Exercise prompt:
Could you filter the data below down to the lines that hold the word "distant"?

[Items listed in a dataset]
☆ ☆ ☆ ☆

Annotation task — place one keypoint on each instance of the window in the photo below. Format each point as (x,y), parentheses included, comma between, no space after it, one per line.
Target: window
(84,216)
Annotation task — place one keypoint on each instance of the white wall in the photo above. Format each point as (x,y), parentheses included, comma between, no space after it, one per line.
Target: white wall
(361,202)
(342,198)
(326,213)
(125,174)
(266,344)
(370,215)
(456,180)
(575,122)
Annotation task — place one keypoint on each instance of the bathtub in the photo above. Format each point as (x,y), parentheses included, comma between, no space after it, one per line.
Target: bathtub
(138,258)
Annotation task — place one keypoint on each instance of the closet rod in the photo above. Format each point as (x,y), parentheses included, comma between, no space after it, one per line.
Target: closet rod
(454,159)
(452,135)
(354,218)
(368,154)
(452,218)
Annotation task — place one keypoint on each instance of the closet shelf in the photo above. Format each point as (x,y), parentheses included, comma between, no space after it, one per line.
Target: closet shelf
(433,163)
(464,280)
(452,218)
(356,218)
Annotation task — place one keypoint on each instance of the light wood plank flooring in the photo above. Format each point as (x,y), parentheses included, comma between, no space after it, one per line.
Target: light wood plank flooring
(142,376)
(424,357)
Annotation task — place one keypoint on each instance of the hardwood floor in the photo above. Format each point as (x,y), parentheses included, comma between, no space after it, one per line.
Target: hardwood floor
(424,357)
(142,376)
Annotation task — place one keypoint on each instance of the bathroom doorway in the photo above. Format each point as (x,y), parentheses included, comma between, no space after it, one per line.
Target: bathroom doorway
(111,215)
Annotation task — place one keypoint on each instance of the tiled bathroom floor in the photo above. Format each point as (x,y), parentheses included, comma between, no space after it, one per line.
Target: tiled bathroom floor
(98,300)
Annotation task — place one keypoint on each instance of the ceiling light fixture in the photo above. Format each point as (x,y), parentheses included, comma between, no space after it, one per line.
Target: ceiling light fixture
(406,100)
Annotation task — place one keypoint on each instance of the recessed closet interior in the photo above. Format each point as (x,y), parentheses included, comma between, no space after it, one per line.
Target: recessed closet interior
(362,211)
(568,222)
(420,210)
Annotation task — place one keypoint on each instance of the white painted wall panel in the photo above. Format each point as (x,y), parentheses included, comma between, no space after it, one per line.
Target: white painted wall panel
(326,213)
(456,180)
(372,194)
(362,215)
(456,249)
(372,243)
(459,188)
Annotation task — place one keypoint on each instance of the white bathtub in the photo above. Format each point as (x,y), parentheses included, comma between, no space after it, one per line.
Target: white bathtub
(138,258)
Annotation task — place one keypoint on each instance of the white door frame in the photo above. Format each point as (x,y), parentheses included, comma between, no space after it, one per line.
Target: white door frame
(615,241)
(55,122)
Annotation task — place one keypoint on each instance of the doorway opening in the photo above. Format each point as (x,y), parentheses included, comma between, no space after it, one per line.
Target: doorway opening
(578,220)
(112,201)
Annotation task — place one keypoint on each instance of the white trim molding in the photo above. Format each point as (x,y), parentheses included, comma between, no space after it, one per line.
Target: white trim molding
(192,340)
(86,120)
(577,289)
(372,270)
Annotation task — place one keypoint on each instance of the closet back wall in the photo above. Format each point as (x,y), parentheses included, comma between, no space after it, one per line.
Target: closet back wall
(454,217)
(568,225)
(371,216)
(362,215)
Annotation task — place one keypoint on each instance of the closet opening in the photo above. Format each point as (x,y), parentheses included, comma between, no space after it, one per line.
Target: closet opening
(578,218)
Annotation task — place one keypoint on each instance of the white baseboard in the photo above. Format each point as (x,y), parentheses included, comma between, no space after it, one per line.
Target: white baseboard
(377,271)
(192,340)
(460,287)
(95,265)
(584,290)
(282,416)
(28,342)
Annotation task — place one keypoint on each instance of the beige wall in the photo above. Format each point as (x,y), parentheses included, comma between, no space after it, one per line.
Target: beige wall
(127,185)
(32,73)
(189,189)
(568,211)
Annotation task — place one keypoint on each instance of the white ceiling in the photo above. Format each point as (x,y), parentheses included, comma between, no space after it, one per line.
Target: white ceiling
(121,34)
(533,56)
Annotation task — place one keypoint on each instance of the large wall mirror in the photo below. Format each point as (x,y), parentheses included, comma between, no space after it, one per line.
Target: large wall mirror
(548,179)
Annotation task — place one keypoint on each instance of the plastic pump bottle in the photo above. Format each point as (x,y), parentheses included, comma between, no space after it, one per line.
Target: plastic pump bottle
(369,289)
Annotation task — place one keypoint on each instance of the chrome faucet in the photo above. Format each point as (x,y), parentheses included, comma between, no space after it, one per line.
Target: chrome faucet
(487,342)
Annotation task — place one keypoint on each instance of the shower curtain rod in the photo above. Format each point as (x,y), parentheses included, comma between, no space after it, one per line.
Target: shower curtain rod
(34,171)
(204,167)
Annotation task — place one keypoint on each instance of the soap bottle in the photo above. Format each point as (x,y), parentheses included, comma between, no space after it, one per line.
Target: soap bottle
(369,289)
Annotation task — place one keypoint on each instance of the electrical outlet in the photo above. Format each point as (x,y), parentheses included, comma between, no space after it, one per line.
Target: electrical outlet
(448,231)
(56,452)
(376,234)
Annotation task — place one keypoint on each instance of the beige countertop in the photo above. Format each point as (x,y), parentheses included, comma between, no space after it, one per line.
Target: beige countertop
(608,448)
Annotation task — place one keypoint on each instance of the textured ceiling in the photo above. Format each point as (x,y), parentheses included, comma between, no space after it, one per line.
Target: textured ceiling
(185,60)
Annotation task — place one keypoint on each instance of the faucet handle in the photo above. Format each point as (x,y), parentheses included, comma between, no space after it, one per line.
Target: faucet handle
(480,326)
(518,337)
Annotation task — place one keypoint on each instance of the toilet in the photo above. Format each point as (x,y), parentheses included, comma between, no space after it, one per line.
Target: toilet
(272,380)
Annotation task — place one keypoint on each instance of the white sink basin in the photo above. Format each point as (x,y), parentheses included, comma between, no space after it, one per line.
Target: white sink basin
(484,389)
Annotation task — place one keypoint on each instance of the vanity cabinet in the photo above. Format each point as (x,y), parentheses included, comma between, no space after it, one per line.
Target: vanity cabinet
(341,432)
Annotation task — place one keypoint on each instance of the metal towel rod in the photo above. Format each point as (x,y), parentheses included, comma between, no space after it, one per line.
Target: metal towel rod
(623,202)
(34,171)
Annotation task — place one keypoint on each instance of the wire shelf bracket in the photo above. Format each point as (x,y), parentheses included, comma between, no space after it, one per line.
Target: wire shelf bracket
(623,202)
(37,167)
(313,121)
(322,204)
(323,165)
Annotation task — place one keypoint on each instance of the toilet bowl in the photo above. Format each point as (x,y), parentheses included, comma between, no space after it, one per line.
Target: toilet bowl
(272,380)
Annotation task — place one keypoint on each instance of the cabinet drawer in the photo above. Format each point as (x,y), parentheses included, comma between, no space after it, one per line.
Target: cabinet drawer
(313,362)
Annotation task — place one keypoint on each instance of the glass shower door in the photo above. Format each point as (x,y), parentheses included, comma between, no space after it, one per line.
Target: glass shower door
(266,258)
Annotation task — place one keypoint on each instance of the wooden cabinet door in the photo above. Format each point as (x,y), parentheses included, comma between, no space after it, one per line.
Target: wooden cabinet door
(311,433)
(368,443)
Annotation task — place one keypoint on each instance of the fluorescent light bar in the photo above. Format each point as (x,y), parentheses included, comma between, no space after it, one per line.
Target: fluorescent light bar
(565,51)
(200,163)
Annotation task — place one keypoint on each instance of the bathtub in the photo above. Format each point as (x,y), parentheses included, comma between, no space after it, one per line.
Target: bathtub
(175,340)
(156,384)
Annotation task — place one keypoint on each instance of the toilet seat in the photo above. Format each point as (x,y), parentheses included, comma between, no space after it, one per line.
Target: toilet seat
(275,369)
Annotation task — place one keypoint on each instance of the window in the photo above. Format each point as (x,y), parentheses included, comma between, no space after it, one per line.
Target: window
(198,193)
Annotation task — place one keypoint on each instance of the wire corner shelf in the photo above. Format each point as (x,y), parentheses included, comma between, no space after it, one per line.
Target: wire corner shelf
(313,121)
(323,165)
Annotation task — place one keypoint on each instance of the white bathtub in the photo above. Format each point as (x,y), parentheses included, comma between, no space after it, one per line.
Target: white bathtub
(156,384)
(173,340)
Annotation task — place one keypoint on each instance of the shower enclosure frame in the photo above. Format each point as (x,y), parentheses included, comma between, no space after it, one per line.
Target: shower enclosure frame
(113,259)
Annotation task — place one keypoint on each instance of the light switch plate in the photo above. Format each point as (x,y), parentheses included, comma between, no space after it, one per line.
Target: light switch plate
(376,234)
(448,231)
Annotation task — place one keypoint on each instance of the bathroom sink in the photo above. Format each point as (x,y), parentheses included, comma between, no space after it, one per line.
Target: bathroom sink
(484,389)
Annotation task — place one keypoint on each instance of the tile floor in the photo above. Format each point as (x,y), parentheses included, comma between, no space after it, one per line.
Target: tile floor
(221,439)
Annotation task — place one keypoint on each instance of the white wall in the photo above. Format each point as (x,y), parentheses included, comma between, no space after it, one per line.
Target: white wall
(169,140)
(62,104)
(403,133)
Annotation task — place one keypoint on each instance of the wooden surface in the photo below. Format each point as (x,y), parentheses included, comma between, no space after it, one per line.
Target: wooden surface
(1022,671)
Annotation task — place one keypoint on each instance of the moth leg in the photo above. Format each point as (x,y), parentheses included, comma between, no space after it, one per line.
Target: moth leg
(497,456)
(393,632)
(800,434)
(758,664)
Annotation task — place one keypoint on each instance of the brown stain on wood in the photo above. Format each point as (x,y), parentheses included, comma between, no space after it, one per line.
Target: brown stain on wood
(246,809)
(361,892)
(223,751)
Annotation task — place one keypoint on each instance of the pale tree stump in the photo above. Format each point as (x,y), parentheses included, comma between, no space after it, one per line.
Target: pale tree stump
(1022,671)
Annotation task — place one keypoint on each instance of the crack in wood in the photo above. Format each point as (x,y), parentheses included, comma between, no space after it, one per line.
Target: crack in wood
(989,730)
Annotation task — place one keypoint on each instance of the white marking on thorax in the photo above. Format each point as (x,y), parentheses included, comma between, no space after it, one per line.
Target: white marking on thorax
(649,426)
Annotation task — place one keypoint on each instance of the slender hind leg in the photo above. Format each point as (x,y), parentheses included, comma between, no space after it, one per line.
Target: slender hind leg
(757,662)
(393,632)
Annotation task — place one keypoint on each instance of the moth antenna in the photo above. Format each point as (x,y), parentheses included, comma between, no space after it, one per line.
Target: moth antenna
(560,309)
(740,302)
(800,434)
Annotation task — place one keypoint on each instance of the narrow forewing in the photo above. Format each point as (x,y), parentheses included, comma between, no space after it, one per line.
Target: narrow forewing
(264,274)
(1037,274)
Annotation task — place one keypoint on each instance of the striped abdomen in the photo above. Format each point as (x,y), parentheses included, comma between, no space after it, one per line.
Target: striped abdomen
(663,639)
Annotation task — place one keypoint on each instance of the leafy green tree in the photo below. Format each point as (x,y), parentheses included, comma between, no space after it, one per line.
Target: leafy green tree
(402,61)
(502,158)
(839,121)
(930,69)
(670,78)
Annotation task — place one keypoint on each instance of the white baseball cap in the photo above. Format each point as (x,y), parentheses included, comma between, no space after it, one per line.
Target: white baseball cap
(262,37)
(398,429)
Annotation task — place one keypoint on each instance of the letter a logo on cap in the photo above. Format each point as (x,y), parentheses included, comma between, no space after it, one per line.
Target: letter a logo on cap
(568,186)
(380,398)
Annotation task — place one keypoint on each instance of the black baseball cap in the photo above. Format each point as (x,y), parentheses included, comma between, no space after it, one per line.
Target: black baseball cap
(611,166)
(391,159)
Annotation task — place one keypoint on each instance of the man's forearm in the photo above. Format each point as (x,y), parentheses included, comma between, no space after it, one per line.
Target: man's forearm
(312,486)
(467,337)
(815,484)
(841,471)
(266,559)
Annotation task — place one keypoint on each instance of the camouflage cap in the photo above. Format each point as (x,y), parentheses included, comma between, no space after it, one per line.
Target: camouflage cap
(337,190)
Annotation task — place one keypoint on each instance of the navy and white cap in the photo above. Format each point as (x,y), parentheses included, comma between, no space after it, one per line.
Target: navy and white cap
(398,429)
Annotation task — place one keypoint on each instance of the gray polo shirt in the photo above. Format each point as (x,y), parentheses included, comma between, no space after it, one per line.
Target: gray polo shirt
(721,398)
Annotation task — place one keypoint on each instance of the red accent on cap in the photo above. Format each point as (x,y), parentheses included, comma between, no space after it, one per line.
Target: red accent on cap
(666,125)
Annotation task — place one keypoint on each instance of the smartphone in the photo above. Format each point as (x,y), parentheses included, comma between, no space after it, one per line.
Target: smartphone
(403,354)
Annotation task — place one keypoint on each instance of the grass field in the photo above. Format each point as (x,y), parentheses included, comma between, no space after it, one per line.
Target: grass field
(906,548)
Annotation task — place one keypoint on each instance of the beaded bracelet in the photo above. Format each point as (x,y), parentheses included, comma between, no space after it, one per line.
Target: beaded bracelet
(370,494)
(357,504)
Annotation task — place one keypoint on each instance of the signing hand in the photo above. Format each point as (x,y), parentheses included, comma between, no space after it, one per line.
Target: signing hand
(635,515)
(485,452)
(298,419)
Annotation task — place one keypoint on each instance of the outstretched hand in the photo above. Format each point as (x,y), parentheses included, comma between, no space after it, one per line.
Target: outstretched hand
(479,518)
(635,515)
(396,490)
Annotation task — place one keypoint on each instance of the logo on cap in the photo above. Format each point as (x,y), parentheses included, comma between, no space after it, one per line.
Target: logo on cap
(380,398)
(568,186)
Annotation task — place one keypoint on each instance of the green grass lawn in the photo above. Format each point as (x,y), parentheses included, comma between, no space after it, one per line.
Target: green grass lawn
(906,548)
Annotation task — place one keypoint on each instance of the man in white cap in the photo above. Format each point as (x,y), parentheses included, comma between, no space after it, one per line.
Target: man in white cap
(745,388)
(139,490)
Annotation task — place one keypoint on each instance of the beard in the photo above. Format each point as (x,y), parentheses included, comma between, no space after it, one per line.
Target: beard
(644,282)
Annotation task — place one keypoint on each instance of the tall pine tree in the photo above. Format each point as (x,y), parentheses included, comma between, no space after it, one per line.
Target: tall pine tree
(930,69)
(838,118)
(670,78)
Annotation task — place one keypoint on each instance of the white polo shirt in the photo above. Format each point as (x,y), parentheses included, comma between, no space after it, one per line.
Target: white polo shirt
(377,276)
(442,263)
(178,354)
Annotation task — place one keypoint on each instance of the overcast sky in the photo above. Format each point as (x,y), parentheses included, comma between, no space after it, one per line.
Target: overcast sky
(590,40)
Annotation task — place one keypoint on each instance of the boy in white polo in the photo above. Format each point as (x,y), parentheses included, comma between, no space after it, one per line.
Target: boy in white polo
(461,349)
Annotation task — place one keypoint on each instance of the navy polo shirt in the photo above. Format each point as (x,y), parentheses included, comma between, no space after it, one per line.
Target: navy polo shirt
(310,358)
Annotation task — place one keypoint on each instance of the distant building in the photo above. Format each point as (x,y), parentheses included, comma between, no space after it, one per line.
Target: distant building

☆ ☆ ☆ ☆

Solution to this exercise:
Annotation task — place one keypoint on each instance of the distant building in the photo above. Format each point as (x,y), parentheses included, comma between, no space after it, one per line.
Target: distant building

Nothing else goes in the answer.